Return the items below unchanged, from the very first line through the line that contains "[554,45,862,153]".

..........

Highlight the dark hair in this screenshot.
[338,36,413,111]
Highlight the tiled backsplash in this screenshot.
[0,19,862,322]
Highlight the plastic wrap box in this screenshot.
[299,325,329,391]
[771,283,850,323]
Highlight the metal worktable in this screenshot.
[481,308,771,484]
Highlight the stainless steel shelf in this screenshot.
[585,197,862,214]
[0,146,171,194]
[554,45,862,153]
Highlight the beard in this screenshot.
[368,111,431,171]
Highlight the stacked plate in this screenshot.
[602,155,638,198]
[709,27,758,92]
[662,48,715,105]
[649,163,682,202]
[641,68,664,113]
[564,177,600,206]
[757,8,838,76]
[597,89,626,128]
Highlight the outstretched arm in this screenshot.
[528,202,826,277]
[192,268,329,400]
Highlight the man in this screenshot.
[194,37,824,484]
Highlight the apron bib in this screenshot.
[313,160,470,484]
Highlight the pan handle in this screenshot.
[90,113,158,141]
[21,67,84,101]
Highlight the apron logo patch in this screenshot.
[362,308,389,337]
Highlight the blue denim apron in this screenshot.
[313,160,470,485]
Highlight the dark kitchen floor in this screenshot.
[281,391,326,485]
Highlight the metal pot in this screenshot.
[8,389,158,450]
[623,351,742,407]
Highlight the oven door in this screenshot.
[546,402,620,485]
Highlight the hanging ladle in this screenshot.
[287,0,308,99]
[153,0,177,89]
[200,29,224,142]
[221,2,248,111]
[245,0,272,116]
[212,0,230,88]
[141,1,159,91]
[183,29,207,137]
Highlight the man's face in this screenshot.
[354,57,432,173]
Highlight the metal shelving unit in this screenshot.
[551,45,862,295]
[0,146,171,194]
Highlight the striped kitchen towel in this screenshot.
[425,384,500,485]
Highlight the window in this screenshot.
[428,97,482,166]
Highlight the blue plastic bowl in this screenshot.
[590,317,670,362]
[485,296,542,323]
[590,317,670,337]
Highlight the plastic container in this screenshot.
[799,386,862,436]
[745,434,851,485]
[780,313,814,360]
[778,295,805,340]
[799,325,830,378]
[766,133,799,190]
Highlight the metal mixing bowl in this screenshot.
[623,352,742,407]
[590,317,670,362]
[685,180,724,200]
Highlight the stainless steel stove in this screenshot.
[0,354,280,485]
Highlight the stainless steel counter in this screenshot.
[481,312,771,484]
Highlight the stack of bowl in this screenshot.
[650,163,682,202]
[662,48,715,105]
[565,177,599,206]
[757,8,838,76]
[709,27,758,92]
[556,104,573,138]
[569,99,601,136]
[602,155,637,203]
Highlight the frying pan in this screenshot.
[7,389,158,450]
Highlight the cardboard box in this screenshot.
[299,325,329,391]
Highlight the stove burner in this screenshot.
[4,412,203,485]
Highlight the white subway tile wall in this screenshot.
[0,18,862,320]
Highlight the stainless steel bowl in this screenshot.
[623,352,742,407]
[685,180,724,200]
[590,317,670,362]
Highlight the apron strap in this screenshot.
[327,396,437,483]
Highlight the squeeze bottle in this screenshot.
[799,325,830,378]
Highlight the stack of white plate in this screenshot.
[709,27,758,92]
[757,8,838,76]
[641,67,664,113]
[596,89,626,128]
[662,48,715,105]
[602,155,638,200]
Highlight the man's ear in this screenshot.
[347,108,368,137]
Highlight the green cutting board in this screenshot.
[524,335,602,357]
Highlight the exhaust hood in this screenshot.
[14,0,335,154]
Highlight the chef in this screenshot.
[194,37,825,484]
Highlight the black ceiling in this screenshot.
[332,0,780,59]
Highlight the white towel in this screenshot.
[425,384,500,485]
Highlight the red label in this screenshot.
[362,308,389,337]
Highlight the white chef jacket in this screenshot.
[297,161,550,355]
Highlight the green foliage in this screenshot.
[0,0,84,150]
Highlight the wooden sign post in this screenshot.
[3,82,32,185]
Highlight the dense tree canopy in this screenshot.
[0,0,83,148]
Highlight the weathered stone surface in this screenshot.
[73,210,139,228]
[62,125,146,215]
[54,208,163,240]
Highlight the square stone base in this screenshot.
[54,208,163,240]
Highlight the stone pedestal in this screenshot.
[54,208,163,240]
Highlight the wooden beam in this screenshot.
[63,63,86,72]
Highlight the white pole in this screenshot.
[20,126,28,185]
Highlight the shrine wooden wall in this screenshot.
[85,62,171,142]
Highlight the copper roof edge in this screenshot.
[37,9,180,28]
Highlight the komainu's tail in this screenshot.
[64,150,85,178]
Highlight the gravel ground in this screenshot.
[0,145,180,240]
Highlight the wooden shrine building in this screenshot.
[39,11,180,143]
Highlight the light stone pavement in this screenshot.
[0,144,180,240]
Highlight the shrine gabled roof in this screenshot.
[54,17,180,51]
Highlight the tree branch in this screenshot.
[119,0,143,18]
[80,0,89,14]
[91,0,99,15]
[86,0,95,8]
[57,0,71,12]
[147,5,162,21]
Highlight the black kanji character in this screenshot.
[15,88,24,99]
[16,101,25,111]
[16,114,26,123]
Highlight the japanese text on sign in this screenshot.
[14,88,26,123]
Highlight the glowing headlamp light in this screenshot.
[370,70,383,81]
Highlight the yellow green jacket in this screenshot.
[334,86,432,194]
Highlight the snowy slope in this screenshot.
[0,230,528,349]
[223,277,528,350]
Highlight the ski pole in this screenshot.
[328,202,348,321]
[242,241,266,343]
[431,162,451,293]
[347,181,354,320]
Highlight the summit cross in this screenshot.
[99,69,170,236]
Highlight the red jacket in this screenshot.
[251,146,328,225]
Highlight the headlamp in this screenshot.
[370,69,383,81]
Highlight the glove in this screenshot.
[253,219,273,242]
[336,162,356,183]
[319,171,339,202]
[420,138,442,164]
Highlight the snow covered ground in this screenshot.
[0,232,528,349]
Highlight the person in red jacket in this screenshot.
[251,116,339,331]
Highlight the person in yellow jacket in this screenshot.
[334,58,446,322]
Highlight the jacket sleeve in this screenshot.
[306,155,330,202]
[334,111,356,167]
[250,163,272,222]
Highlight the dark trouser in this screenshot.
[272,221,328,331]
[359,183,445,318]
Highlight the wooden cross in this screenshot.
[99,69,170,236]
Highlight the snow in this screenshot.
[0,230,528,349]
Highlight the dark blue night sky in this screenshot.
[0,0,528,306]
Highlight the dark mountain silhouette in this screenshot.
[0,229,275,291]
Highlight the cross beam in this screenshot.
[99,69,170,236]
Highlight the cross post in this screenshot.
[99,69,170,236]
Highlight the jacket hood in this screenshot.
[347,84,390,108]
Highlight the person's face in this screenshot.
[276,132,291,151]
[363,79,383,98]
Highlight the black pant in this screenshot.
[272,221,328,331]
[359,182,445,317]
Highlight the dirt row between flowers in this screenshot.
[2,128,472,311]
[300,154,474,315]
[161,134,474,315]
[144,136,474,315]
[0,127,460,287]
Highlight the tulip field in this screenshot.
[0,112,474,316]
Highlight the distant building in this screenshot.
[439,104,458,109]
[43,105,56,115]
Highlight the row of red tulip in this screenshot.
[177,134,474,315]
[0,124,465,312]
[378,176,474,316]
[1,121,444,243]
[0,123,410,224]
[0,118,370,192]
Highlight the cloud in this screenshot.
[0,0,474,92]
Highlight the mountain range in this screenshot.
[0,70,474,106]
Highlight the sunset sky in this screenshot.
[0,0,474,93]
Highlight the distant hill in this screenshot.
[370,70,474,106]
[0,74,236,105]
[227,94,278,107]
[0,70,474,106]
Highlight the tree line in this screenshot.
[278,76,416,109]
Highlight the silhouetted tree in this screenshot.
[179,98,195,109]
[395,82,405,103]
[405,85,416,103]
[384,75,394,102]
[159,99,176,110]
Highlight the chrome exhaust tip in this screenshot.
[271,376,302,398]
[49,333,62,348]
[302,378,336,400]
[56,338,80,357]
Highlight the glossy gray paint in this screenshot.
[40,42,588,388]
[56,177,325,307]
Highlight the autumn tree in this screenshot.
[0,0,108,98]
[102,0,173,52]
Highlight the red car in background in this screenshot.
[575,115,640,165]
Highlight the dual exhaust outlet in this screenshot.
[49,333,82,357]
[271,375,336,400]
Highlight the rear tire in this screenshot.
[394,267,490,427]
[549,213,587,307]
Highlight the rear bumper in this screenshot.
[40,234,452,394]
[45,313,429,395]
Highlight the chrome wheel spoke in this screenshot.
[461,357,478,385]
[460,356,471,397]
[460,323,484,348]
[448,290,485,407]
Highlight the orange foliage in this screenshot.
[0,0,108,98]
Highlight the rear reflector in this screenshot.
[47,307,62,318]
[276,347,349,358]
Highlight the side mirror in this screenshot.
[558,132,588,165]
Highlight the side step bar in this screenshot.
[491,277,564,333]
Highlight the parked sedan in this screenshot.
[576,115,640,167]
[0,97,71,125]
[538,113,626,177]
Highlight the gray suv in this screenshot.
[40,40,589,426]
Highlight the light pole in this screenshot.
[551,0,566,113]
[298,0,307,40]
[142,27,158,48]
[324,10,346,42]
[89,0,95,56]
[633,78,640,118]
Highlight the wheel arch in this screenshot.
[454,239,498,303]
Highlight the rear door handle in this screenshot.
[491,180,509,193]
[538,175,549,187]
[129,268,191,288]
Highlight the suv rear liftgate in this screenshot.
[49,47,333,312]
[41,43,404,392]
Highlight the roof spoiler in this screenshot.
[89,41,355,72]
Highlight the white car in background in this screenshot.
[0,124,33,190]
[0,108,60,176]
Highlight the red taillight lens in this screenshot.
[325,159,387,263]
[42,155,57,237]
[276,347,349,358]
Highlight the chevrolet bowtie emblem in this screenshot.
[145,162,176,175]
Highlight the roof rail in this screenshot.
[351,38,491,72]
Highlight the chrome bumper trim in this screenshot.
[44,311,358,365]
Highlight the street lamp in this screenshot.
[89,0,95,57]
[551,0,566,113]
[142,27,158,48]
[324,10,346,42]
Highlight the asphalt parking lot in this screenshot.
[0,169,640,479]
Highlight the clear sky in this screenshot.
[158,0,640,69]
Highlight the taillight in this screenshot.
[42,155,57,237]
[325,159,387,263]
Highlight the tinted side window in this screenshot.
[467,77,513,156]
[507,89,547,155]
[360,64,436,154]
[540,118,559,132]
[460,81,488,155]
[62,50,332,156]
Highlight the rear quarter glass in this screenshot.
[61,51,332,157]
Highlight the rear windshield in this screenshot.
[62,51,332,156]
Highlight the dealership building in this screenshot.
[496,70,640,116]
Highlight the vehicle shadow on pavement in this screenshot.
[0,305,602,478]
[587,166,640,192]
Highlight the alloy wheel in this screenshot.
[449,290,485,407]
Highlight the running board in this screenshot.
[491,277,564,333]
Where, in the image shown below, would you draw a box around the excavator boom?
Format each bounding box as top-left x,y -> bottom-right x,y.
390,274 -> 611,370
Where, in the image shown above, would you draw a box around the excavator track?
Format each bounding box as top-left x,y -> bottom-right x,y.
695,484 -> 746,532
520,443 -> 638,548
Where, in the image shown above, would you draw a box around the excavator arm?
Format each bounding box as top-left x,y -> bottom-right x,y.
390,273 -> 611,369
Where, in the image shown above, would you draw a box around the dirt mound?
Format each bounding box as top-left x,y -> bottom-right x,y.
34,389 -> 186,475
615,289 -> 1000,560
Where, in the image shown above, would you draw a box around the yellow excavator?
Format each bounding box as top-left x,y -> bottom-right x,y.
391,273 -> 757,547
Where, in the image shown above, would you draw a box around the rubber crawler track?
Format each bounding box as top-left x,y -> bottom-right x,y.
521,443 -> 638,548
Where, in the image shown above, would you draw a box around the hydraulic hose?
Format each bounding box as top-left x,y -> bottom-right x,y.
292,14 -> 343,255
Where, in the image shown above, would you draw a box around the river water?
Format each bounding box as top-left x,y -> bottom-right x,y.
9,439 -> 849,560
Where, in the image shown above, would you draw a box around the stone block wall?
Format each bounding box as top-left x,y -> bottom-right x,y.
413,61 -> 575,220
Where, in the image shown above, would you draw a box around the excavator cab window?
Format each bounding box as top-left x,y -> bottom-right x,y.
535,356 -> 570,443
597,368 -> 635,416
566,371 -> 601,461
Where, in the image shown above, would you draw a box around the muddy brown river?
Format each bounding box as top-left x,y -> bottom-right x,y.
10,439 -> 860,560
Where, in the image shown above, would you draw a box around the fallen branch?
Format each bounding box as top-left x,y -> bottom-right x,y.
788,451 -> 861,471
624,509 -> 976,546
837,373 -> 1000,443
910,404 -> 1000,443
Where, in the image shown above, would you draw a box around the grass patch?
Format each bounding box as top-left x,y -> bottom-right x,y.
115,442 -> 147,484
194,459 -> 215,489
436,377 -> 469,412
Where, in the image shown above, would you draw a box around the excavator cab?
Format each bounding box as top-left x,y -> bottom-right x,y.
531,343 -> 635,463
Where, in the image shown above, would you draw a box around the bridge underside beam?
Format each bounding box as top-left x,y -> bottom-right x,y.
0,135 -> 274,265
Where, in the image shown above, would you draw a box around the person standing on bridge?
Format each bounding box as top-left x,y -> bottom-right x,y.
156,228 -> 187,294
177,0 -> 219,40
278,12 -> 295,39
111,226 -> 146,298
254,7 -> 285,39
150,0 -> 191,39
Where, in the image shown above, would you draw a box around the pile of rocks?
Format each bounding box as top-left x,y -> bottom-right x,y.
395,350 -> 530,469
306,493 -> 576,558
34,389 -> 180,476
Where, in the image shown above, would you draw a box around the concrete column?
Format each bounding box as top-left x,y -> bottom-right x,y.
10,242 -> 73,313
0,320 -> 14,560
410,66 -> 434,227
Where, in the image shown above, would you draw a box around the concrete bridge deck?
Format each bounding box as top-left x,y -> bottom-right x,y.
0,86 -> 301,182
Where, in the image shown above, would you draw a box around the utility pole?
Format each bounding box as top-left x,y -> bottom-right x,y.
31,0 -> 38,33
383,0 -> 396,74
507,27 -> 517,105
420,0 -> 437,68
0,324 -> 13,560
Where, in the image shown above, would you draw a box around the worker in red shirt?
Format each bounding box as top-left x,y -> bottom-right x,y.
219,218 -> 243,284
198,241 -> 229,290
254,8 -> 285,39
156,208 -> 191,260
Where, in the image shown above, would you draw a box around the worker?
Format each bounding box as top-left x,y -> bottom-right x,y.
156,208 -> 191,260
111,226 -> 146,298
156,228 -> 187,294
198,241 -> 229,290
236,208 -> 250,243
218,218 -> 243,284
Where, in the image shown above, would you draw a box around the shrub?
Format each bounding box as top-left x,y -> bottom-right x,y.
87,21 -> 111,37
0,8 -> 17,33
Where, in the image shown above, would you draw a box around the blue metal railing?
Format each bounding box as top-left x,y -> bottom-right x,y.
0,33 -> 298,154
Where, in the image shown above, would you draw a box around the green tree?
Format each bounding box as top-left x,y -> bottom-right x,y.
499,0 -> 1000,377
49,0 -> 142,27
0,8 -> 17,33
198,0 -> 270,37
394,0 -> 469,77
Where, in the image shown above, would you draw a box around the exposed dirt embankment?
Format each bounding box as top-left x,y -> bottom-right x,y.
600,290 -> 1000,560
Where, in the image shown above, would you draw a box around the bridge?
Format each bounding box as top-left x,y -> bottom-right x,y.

..........

Answer to this task:
Highlight the dark hair in this screenshot.
[338,36,413,111]
Highlight the tiled backsplash in this screenshot.
[0,19,862,322]
Highlight the plastic wrap box in this screenshot.
[299,325,329,391]
[771,283,850,323]
Highlight the metal worktable in this screenshot.
[481,308,771,484]
Highlight the stainless steel shelf in this screenshot.
[585,197,862,214]
[0,146,171,194]
[554,45,862,153]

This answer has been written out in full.